** SHORT TASK **
Copy out the entries exactly, from the first line to the last.

——

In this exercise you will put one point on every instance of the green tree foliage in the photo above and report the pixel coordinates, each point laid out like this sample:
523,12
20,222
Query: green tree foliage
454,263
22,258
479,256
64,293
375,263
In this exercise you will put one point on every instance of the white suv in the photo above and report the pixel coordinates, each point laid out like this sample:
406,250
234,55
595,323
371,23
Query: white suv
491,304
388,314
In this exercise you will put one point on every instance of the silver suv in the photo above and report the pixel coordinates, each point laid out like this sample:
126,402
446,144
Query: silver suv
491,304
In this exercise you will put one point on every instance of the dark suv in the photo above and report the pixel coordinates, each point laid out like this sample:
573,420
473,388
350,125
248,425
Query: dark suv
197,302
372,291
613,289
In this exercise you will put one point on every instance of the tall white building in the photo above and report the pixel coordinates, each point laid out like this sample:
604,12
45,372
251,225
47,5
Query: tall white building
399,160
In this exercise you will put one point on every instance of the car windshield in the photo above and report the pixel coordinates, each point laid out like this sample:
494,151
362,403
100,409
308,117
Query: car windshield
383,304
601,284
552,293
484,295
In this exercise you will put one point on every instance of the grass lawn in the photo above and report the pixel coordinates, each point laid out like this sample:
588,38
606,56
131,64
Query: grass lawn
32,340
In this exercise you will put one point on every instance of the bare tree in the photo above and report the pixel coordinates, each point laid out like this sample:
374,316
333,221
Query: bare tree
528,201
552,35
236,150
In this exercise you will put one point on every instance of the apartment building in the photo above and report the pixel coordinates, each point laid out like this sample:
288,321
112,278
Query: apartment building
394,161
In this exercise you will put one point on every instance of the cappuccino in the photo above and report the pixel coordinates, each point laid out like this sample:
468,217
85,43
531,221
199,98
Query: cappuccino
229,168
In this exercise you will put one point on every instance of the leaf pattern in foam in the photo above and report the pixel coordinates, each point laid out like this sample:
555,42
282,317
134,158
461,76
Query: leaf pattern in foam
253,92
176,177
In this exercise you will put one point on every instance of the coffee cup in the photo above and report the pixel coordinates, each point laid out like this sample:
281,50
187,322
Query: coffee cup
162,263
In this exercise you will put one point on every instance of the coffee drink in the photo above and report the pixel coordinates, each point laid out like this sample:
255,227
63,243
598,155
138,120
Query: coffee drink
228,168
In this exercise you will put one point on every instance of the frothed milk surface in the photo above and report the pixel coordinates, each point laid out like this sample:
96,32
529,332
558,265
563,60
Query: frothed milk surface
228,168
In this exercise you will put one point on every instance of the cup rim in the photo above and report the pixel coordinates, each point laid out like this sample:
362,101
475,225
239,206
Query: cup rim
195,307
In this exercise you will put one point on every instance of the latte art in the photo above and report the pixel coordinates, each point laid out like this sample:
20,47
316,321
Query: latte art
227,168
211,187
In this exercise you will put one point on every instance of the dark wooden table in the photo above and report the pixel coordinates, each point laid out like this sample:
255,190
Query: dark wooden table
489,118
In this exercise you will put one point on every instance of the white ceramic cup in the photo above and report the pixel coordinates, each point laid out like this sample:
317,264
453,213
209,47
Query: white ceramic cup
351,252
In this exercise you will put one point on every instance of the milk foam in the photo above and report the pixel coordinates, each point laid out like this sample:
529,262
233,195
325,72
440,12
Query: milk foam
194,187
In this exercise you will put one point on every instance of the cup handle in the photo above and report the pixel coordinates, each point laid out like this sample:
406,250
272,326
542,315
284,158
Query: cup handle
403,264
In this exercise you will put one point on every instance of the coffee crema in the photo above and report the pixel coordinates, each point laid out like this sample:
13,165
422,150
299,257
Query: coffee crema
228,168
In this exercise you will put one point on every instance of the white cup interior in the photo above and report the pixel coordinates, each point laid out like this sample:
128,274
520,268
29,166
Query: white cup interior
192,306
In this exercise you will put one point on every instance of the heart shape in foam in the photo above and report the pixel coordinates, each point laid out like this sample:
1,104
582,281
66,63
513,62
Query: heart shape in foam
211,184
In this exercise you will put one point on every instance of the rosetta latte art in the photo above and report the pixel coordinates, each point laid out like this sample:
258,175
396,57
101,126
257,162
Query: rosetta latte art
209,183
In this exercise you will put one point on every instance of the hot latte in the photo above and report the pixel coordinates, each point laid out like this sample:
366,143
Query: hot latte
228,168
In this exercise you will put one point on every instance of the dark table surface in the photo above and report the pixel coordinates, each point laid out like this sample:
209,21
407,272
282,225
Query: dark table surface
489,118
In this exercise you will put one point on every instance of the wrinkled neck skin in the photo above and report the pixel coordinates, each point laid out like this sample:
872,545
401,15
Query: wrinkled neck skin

——

** CORRECT RESPONSE **
In this exercise you will put one point on every instance of the green tree foliage in the photo above and report the pixel coordinates, each point laid out like this sample:
523,12
20,222
Query: green tree foliage
454,263
22,258
479,256
64,293
375,263
In this exercise you will put one point on every instance of the white suv in the photo above and report the pixel coordinates, each point laid out like this sample:
406,250
234,55
595,323
371,23
Query: white suv
491,304
388,314
In this exercise you will put one point on every instance of the silver suv in the photo above and report the pixel coordinates, each point laid out like this sample:
126,402
446,144
Query: silver suv
491,304
In this exercise you will put one point on every instance of the dark suv in the photo above and report the pixel coordinates, each point laid out like this sample:
573,420
473,388
350,125
248,425
Query: dark suv
197,302
372,291
613,289
In this exercise you will put one point on every instance of the tall white building in the photo above and report the pixel coordinates, each point laid out like this sample:
604,12
45,372
251,225
47,5
Query: tall white building
399,160
In this exercise you will put one point on every instance of the car windshield in the photo above and report the pixel coordinates, each point laid out like this sample:
494,151
362,403
100,409
308,117
Query: car windshield
383,304
601,284
552,293
484,295
In this exercise you will put one point on every instance of the grass lawn in the photo above and report the pixel coordinates, each point laid out like this sample:
588,38
606,56
131,64
Query: grass lawn
32,340
In this exercise you will put one point on every instance of the bare tree in the photo above and report the pixel coordinates, each point laid out like this sample:
374,316
333,221
Query: bare tree
528,201
552,35
236,150
In this exercise you will put one point on every instance of the apartment building in the photo above and report the pixel coordinates, each point laid out like this sample:
288,321
112,278
Query: apartment building
394,161
In this exercise you will put one point on every instance of the cappuccino in the photo above and report the pixel coordinates, each point laid out like this sample:
468,217
85,43
531,221
199,98
Query: cappuccino
229,168
In this exercise you will put one point on every instance of the leaf pattern in foam in the photo above and report the pixel coordinates, each point laid out like this sample:
555,42
282,317
134,158
461,76
Query: leaf pattern in foam
253,92
176,177
In this exercise you will put one point on every instance of the coffee cup in the photo above and report the pixel coordinates, each point laid out like this sample:
281,50
187,322
Query: coffee cup
162,263
In this exercise you will put one point on every instance of the coffee drink in the photo above and report the pixel coordinates, each point laid out like this sample:
255,227
63,243
598,155
138,120
Query: coffee drink
228,168
In this exercise you will put one point on every instance of the frothed milk surface in the photo above and report the pixel coordinates, each point laid out like this sample:
96,32
529,332
558,265
563,60
Query: frothed milk surface
228,168
In this exercise you will put one point on every instance of the cup rim in the photo above and report the pixel coordinates, each point laid out like this sample:
362,101
475,225
239,206
Query: cup rim
195,307
In this exercise you will put one point on every instance of the latte art in the photo above and report the pixel coordinates, each point laid out like this sample:
20,47
316,321
Query: latte art
227,168
211,187
In this exercise you will put one point on every instance of the dark wooden table in the photo above and report the pixel coordinates, each point laid out like this sample:
255,190
Query: dark wooden table
489,118
In this exercise you will put one point on every instance of the white ceramic cup in the photo above and report the pixel coordinates, each point laid out like this sample:
317,264
453,213
209,47
Query: white ceramic cup
351,252
In this exercise you will put one point on every instance of the milk foam in the photo above and report the pixel coordinates, each point laid out like this sample:
529,262
233,195
325,72
440,12
Query: milk foam
194,187
In this exercise you will put one point on every instance of the cup handle in the photo above and report the pixel coordinates, each point laid out like this sample:
406,250
272,326
542,315
284,158
Query: cup handle
403,264
In this exercise you will put one point on every instance of the coffee crema in the photo above and report the pixel coordinates, each point laid out like this sample:
13,165
422,150
299,257
Query: coffee crema
228,168
In this exercise you will put one point on every instance of the white cup interior in the photo above and report the pixel coordinates, each point laid out like this sample:
128,274
520,268
29,166
Query: white cup interior
192,306
In this exercise you will put one point on every instance of the heart shape in foam in the photo above and report the pixel coordinates, each point laid out like this sample:
1,104
582,281
66,63
513,62
Query: heart shape in foam
211,184
In this exercise you will put one point on every instance of the rosetta latte art in the photo above and report the pixel coordinates, each point laid out like this sample:
258,175
396,57
101,126
257,162
Query: rosetta latte art
209,183
In this exercise you will put one point on every instance of the hot latte in the photo above and report the pixel coordinates, each point laid out like this sample:
366,143
Query: hot latte
228,168
In this exercise you will put one point on every instance of the dark table surface in the photo above and report the pixel coordinates, each point laid out like this sample:
209,21
407,272
282,225
Query: dark table surface
489,118
In this exercise you will put one point on every instance of the wrinkled neck skin in the photo above and report the pixel coordinates, each point laid out like this sample:
872,545
401,15
Query: wrinkled neck skin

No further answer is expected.